The construction of the Funan Techo Canal is showing a decrease of Vietnam’s influence on Cambodia. This will be Hun Manet’s legacy.
For example, from March 2020, Vietnamese soldiers set up 83 camping camps along the border in Cambodia’s Takeo and Kampot provinces, allegedly to stop people from crossing the border during the Covid-19 pandemic. The camps continued to exist in late June of the same year, despite the Cambodian government sending a diplomatic note to Vietnam in early May to remove them. This is considered a violation of Cambodia’s sovereign territory; however, there was no public strong reaction from Cambodia’s senior government officials.
In contrast, senior Cambodian Government officials, particularly Hun Sen, issued ultimatums or warnings to Thailand and Laos to withdraw their troops from Cambodia’s territory or disputed area along the border. The case highlights Vietnam’s political influence over Cambodia.
Currently, Cambodia relies heavily on the Vietnamese port for importing raw materials from China and exporting finished products to the US and Western countries. Around 20 million tons of goods have been transported across Vietnam-Cambodia waterway routes since a waterway transport agreement between the two countries was concluded in 2011.
Vietnam will lose significant earnings from these transits as Cambodia starts to depend on its own waterway transportation. The construction of the Funan Techo Canal is showing a decrease of Vietnam’s influence on Cambodia. This will be Hun Manet’s legacy.
The cycle of economic dependence on China
Another loss for Vietnam is China’s increasing influence in the region, particularly on Cambodia. CBRC, which is one of China’s giant state-owned companies, signed an agreement with the Cambodian government to invest in the project via a Build-Operate-Transfer (BOT) contract.
These investments have deepened Cambodia’s asymmetrical economic interdependence with China.
Previous Chinese BOT investments in Cambodia show that Chinese companies will finance and take the risk of the project. For instance, the CBRC’s BOT development model is the 187-kilometre Phnom Penh-Sihanoukville Expressway, in which China is allowed to collect tolls and manage the project for 50 years. Drivers would need to pay between US$12 for a small car and up to US$60 for a cargo truck for one-way travel on the expressway.

- - -

**THINGS TO DO**
#1 List every country that the excerpt on the Funan Techo Canal names.
#2 Resume the excerpt on the Funan Techo Canal and Cambodia's ties to Vietnam and China, picking up after its final sentence.
The lines that come next are separate material, unrelated to the canal excerpt.

**RECORD SET**
- - -

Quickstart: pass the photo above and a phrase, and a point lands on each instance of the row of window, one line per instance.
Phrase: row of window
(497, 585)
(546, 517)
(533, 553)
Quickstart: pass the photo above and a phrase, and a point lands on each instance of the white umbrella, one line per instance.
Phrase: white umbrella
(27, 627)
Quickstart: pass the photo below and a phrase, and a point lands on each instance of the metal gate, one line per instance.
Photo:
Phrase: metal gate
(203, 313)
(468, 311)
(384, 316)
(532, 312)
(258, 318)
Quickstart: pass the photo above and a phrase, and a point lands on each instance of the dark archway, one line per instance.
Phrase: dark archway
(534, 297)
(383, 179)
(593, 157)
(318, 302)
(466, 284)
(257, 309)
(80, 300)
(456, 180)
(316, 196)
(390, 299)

- - -

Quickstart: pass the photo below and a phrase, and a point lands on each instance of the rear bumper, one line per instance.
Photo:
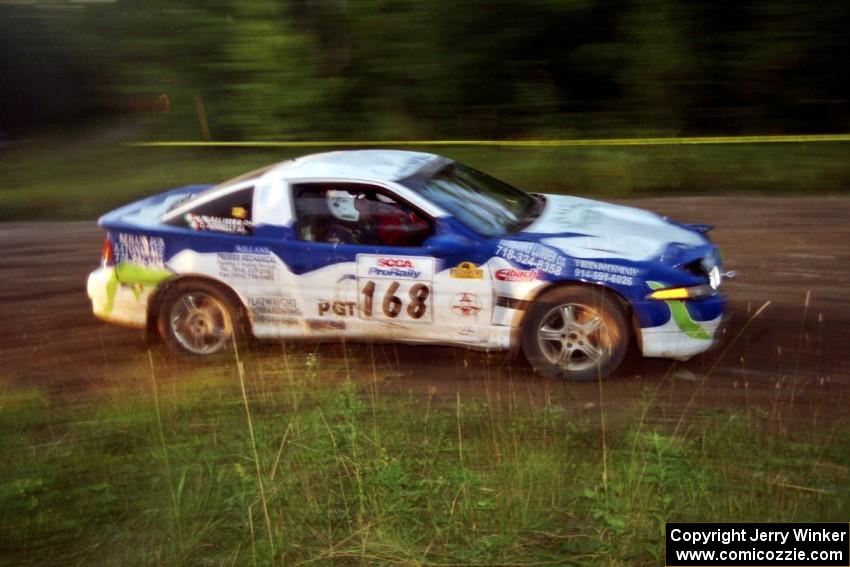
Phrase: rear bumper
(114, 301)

- - -

**TASK-BY-TASK RESULTS**
#1 Vietnam, Cambodia, Thailand, Laos, China, the US

#2
Based on the contract for Funan Techo Canal, the Chinese company would manage the canal, including maintaining it and making a profit from charging for passage through the canal. The Chinese company would transfer the management of the canal to the Cambodian government after a period of time, around 40 to 50 years. The Funan Techo Canal is one among many other China’s key infrastructure projects in Cambodia.
These investments have deepened Cambodia’s asymmetrical economic interdependence with China. Cambodia needs China to sustain its economic growth. This was clearly seen during the Covid-19 pandemic, when trade flows were restricted between countries. Cambodia’s garment sector suffered a fatal blow as China could not supply raw materials to Cambodia. Similarly, the pandemic led some Chinese investors to withdraw from their development projects in Cambodia, for instance in the case of the 300-hectare airport in Modulkiri, where construction remains stalled to this day as Cambodia has yet to find new investors.
Cambodia’s economic dependency on China can be translated into political influence which persuades Cambodia to support China in its regional and international issues bilaterally and in regional fora. This includes the matter of overlapping maritime claims between China and Southeast Asian countries in the South China Sea, of which Vietnam has the largest overlapping area with China. If tensions in the South China Sea become more dangerous, Vietnam might need to pay more attention to its Western neighbour.
Overall, the Funan Techo Canal is a case in point showing that Vietnam is losing its traditional sphere of influence in the region. It will be very interesting to see how Vietnam will react to the increasing Chinese influence in the region.